**Task goal:** Without the pictures, copy all the entries below exactly.

[A run of records]
— begin —
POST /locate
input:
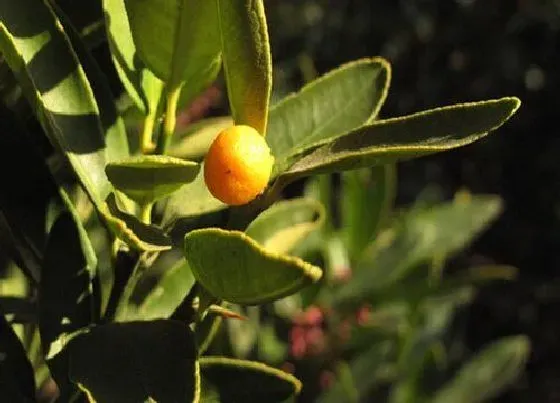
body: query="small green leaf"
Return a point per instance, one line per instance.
(341, 100)
(247, 60)
(491, 370)
(195, 140)
(370, 367)
(279, 228)
(134, 361)
(17, 382)
(143, 87)
(368, 197)
(416, 238)
(132, 231)
(66, 301)
(167, 293)
(37, 49)
(191, 200)
(387, 141)
(167, 35)
(148, 178)
(247, 381)
(233, 267)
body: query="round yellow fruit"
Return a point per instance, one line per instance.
(238, 165)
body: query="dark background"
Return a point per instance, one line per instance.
(447, 51)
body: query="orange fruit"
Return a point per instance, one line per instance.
(238, 165)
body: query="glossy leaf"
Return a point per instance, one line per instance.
(148, 178)
(17, 382)
(134, 361)
(247, 60)
(237, 380)
(66, 301)
(132, 231)
(168, 33)
(31, 39)
(195, 140)
(283, 225)
(234, 267)
(368, 198)
(191, 200)
(407, 137)
(494, 368)
(340, 101)
(416, 238)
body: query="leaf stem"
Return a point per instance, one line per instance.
(146, 212)
(146, 142)
(172, 98)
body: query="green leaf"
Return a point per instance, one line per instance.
(193, 143)
(66, 302)
(135, 361)
(247, 381)
(247, 60)
(167, 35)
(416, 238)
(341, 100)
(132, 231)
(369, 368)
(491, 370)
(368, 198)
(191, 200)
(17, 382)
(234, 267)
(283, 225)
(24, 198)
(387, 141)
(148, 178)
(140, 83)
(167, 293)
(37, 49)
(116, 142)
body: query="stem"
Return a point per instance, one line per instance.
(146, 142)
(172, 98)
(146, 212)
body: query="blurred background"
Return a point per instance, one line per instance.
(447, 51)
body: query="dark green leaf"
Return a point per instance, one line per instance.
(168, 37)
(368, 198)
(390, 140)
(167, 293)
(37, 49)
(17, 382)
(116, 143)
(134, 361)
(247, 381)
(233, 267)
(247, 60)
(491, 370)
(132, 231)
(342, 100)
(416, 238)
(66, 303)
(148, 178)
(286, 223)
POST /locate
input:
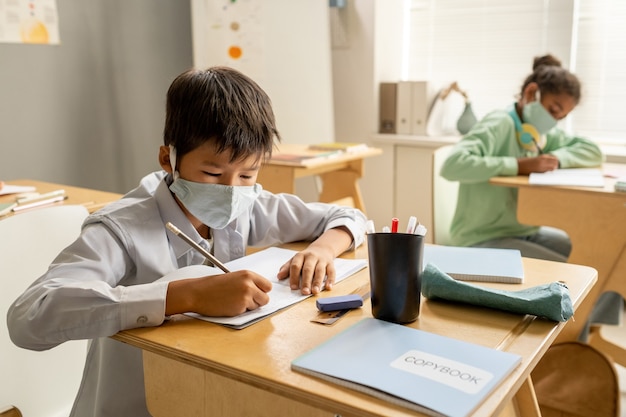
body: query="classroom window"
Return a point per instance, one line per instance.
— end —
**Right answer:**
POST /locate
input:
body: query="small green leaf"
Return a point per instance, one line per instance.
(341, 100)
(247, 60)
(491, 370)
(195, 140)
(370, 367)
(279, 228)
(134, 361)
(17, 382)
(143, 87)
(368, 197)
(416, 238)
(132, 231)
(66, 301)
(167, 293)
(37, 49)
(191, 200)
(387, 141)
(167, 35)
(148, 178)
(247, 381)
(233, 267)
body: query="round yellow fruit"
Return a point per instance, one line per instance.
(238, 165)
body: query="dark background"
Return a point per instance, one line per instance.
(447, 51)
body: query="orange fruit"
Return a point per instance, one line per instance.
(238, 165)
body: query="glossy leaf"
Return a point per instance, one line per instance.
(148, 178)
(17, 382)
(134, 361)
(247, 60)
(237, 380)
(66, 301)
(132, 231)
(168, 33)
(31, 39)
(195, 140)
(283, 225)
(234, 267)
(368, 198)
(191, 200)
(407, 137)
(494, 368)
(340, 101)
(416, 238)
body: query="leaf stem"
Return a point per instance, one line per instance.
(146, 212)
(146, 142)
(172, 98)
body: query="green leaf"
Return a point per instance, one line per instance.
(193, 143)
(66, 302)
(135, 361)
(247, 381)
(247, 60)
(167, 35)
(416, 238)
(341, 100)
(132, 231)
(369, 368)
(491, 370)
(368, 198)
(191, 200)
(17, 382)
(234, 267)
(283, 225)
(24, 198)
(387, 141)
(148, 178)
(140, 83)
(167, 293)
(37, 49)
(116, 142)
body: query="stem"
Return a point per instance, one line per instance.
(146, 142)
(172, 98)
(146, 212)
body: query="blurred background"
Return a point per instance, one line per instance.
(447, 51)
body: query="dark green leaf"
Return a point per instance, one line per instance.
(168, 37)
(368, 198)
(390, 140)
(167, 293)
(37, 49)
(17, 382)
(116, 143)
(134, 361)
(247, 381)
(233, 267)
(247, 60)
(491, 370)
(132, 231)
(342, 100)
(416, 238)
(66, 303)
(148, 178)
(286, 223)
POST /locate
input:
body: query="classroom window"
Return a point per instance, one line per instance.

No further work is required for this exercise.